* [WHAT IS NEEDED]: Each record below should be repeated precisely as written.

***

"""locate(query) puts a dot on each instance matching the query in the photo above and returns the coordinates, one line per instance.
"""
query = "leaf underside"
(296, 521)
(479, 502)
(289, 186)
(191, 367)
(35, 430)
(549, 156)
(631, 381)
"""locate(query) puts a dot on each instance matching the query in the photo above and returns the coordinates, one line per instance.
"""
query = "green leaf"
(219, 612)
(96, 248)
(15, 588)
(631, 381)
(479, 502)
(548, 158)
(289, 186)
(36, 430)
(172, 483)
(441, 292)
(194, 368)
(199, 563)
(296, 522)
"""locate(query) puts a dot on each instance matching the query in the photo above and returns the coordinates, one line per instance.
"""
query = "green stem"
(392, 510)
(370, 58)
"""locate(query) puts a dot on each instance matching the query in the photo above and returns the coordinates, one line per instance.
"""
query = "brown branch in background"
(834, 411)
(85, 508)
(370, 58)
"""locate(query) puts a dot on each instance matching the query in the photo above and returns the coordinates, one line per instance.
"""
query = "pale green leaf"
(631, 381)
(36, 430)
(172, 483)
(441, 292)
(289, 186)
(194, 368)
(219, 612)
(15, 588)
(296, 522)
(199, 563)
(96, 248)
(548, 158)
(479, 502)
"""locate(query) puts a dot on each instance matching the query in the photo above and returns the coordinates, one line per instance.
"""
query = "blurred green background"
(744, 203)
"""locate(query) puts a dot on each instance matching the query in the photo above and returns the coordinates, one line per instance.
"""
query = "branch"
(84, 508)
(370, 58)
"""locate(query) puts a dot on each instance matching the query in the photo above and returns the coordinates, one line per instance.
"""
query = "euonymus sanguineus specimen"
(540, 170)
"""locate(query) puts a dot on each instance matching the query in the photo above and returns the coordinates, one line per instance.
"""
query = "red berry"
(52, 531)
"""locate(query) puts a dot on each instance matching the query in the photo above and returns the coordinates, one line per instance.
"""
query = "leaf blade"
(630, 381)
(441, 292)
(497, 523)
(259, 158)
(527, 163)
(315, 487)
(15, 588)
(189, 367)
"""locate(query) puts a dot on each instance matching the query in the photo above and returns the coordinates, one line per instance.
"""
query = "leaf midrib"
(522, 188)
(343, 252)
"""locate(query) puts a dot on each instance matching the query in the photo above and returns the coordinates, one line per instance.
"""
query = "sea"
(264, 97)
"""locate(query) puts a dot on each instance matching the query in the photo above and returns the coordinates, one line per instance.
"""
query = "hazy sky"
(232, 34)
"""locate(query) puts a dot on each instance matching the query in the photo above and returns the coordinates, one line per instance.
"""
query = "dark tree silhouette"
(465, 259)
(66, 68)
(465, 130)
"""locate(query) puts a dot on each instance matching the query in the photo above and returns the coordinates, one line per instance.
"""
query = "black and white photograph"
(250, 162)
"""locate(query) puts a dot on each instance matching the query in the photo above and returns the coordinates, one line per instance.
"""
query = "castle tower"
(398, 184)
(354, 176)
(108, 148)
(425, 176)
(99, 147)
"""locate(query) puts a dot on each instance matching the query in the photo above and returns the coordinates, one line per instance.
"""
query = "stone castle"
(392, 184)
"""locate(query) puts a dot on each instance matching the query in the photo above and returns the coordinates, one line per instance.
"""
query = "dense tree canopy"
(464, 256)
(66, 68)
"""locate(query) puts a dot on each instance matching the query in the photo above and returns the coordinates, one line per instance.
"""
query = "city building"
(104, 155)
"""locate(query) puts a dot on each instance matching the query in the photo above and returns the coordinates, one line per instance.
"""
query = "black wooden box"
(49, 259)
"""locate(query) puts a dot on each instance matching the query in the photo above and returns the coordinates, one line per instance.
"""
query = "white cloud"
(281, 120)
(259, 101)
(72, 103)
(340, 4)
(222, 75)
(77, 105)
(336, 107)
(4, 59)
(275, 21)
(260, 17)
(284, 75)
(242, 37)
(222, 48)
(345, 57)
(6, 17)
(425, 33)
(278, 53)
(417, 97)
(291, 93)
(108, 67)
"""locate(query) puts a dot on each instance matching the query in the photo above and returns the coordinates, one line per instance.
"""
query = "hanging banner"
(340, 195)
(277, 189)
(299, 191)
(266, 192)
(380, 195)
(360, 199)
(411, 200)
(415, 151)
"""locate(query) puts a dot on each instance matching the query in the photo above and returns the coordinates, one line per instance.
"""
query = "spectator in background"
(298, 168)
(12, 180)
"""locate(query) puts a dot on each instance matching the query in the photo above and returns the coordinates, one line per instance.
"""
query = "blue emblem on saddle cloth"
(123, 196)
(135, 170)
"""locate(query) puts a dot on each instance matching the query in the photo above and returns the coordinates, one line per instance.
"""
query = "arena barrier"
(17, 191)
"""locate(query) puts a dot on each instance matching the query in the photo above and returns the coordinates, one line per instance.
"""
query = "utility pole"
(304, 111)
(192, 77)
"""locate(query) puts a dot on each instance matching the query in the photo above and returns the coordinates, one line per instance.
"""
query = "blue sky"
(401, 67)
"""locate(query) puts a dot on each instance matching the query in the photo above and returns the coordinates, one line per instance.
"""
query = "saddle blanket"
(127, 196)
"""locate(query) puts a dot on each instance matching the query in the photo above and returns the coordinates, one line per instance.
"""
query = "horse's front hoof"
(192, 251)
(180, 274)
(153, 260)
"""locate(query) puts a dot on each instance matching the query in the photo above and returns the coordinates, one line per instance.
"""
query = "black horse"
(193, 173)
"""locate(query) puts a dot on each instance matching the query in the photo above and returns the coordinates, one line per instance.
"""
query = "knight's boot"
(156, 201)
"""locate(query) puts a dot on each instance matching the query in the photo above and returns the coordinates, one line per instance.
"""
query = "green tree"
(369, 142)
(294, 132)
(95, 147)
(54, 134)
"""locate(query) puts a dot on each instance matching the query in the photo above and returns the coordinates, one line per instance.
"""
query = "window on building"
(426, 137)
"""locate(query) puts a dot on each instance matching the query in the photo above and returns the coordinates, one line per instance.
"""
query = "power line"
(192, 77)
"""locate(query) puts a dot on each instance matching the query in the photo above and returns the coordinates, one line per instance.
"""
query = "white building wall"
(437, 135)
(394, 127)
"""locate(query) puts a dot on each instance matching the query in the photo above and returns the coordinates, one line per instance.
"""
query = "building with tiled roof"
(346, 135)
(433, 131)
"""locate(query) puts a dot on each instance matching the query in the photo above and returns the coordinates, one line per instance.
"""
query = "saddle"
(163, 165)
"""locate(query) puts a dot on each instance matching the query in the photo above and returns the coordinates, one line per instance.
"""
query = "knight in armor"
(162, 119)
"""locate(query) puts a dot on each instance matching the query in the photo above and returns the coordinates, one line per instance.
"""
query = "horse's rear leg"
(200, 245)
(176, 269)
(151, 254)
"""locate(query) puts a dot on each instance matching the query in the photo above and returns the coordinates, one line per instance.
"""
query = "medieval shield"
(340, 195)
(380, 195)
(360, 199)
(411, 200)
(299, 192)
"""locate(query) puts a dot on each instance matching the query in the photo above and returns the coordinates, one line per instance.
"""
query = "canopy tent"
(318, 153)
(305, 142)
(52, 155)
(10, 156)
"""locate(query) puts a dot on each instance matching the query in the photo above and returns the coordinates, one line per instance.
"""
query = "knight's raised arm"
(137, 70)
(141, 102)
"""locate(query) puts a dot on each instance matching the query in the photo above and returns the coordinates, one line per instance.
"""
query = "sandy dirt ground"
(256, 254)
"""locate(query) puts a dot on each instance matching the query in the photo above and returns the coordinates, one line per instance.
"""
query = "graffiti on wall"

***

* [EXPECTED ANSWER]:
"""locate(query) puts a dot on each instance matching the query in the photo above and returns the coordinates, one line per instance.
"""
query = "leaf underside"
(296, 521)
(479, 502)
(289, 186)
(191, 367)
(35, 430)
(549, 156)
(631, 381)
"""locate(query) puts a dot on each instance matching the query in the photo above and returns the coordinates, one line per instance.
"""
query = "green leaf"
(219, 612)
(96, 248)
(15, 588)
(631, 381)
(479, 502)
(548, 158)
(289, 186)
(36, 430)
(172, 483)
(441, 292)
(194, 368)
(199, 563)
(296, 522)
"""locate(query) puts a dot on each instance matching the query in the photo above and returns the coordinates, one line per instance.
"""
query = "green stem"
(392, 510)
(370, 58)
"""locate(query) puts a dot on each instance matching the query in the photo above and returns the coordinates, one line per instance.
"""
query = "brown branch in background"
(834, 411)
(85, 508)
(370, 58)
"""locate(query) puts a dot on each instance matching the query in the photo above and returns the coordinates, one line per instance.
"""
query = "pale green leaf"
(631, 381)
(36, 430)
(172, 483)
(441, 292)
(289, 186)
(194, 368)
(219, 612)
(15, 588)
(296, 522)
(199, 563)
(96, 248)
(548, 158)
(479, 502)
"""locate(query) puts a dot on each instance matching the query in the photo above and returns the coordinates, one line per instance.
"""
query = "blurred green background"
(744, 203)
"""locate(query) puts a dot on each instance matching the query in the photo above and returns the coordinates, one line per instance.
"""
query = "branch"
(84, 508)
(370, 58)
"""locate(query) puts a dot on each instance matching the query in the photo above and returns the coordinates, one line per instance.
"""
query = "euonymus sanguineus specimen"
(540, 170)
"""locate(query) puts a dot on each instance matching the query in the photo above and returns the coordinates, one line per instance.
"""
query = "red berry"
(52, 531)
"""locate(query) puts a dot on each instance matching the query in the photo above and returns the coordinates, one line per instance.
"""
query = "leaf blade"
(630, 381)
(441, 292)
(497, 523)
(259, 158)
(527, 163)
(315, 487)
(15, 588)
(189, 367)
"""locate(query) puts a dot on each instance matching the query in the photo above and returns the coordinates, one line per instance.
"""
query = "leaf midrib"
(522, 188)
(343, 252)
"""locate(query) puts a dot on each instance matching the query in the photo above and returns the coordinates, one line per instance.
"""
query = "sea"
(264, 97)
"""locate(query) puts a dot on each instance matching the query in the photo above and returns the coordinates, one line per instance.
"""
query = "hazy sky"
(232, 34)
"""locate(query) puts a dot on each instance matching the query in the photo above and returns the coordinates, one line per instance.
"""
query = "dark tree silhouette"
(465, 259)
(66, 68)
(465, 130)
"""locate(query) puts a dot on each instance matching the query in the photo above and returns the coordinates, one line per instance.
"""
query = "black and white photograph"
(250, 162)
"""locate(query) puts a dot on each instance matching the query in the photo above and returns the coordinates, one line per instance.
"""
query = "castle tower"
(398, 184)
(354, 176)
(108, 148)
(425, 176)
(99, 147)
"""locate(query) puts a dot on each instance matching the query in the photo above and returns the coordinates, one line per instance.
"""
query = "stone castle"
(392, 184)
"""locate(query) puts a dot on each instance matching the query in the photo above and returns the coordinates, one line per instance.
"""
query = "dense tree canopy"
(464, 256)
(66, 68)
"""locate(query) puts a dot on each instance matching the query in the photo above and returns the coordinates, one line per instance.
"""
query = "city building"
(104, 155)
"""locate(query) puts a dot on each instance matching the query in the photo above and returns the coordinates, one line per instance.
"""
query = "black wooden box"
(49, 259)
"""locate(query) puts a dot on each instance matching the query in the photo above and returns the coordinates, one line per instance.
"""
query = "white cloud"
(281, 120)
(259, 101)
(72, 103)
(340, 4)
(222, 75)
(77, 105)
(336, 107)
(4, 59)
(275, 21)
(260, 17)
(284, 75)
(242, 37)
(222, 48)
(345, 57)
(6, 17)
(425, 33)
(278, 53)
(417, 97)
(291, 93)
(108, 67)
"""locate(query) puts a dot on each instance matching the query in the photo above and returns the coordinates, one line per instance.
"""
query = "hanging banner"
(340, 195)
(277, 189)
(299, 191)
(266, 192)
(380, 195)
(360, 199)
(411, 200)
(415, 151)
"""locate(query) puts a dot on each instance matching the query in the photo above and returns the coordinates, one line per instance.
"""
query = "spectator in background"
(298, 168)
(12, 180)
"""locate(query) puts a dot on each instance matching the query in the photo above and returns the coordinates, one line per instance.
"""
query = "blue emblem on saddle cloth"
(123, 196)
(135, 170)
"""locate(query) puts a dot on each instance matching the query in the photo above and returns the coordinates, one line per instance.
"""
query = "arena barrier"
(17, 191)
"""locate(query) puts a dot on each instance matching the query in the photo above and returns the coordinates, one line per instance.
"""
query = "utility pole"
(304, 111)
(192, 77)
"""locate(query) puts a dot on each instance matching the query in the photo above and returns the coordinates, one line per instance.
"""
query = "blue sky"
(401, 67)
"""locate(query) puts a dot on each instance matching the query in the photo above and returns the coordinates, one line per instance.
"""
query = "saddle blanket"
(127, 196)
"""locate(query) puts a dot on each instance matching the query in the photo above and returns the coordinates, one line per instance.
"""
query = "horse's front hoof"
(192, 251)
(180, 274)
(153, 260)
"""locate(query) puts a dot on each instance matching the query in the photo above and returns the coordinates, one line per instance.
"""
query = "black horse"
(193, 173)
"""locate(query) puts a dot on each instance matching the query in the photo above and returns the coordinates, one line per instance.
"""
query = "knight's boot"
(156, 201)
"""locate(query) puts a dot on each instance matching the query in the photo above and returns the coordinates, one line per instance.
"""
query = "green tree"
(369, 142)
(294, 132)
(95, 147)
(54, 134)
"""locate(query) puts a dot on each instance matching the query in the photo above and returns the coordinates, one line per instance.
"""
query = "window on building"
(426, 137)
"""locate(query) puts a dot on each instance matching the query in the photo above and returns the coordinates, one line per instance.
"""
query = "power line"
(192, 77)
"""locate(query) puts a dot on each instance matching the query in the photo above and returns the coordinates, one line per instance.
"""
query = "white building wall"
(437, 135)
(394, 127)
"""locate(query) puts a dot on each instance matching the query in the photo above and returns the coordinates, one line per instance.
"""
query = "building with tiled roof"
(346, 135)
(433, 131)
"""locate(query) puts a dot on each instance matching the query in the photo above and returns the coordinates, one line per instance.
"""
query = "saddle"
(163, 165)
"""locate(query) puts a dot on each instance matching the query in the photo above and returns the coordinates, one line per instance.
"""
query = "knight in armor"
(162, 119)
"""locate(query) puts a dot on each instance matching the query in the photo above and returns the coordinates, one line per instance.
"""
query = "horse's rear leg"
(200, 245)
(176, 269)
(151, 254)
"""locate(query) puts a dot on each instance matching the query in the photo above and returns the coordinates, one line per instance.
"""
query = "medieval shield"
(340, 195)
(380, 195)
(360, 199)
(411, 200)
(299, 192)
"""locate(query) puts a dot on each instance matching the query in the photo above and returns the coordinates, one line per instance.
"""
query = "canopy tent"
(318, 153)
(305, 142)
(52, 155)
(10, 156)
"""locate(query) puts a dot on each instance matching the query in the photo above and returns the coordinates, one line per instance.
"""
query = "knight's raised arm"
(137, 70)
(141, 102)
"""locate(query) puts a dot on each instance matching the query in the photo above and returns the coordinates, one line per instance.
"""
query = "sandy dirt ground"
(256, 254)
"""locate(query) puts a dot on each instance matching the query in the photo above and returns the coordinates, one line per instance.
"""
query = "graffiti on wall"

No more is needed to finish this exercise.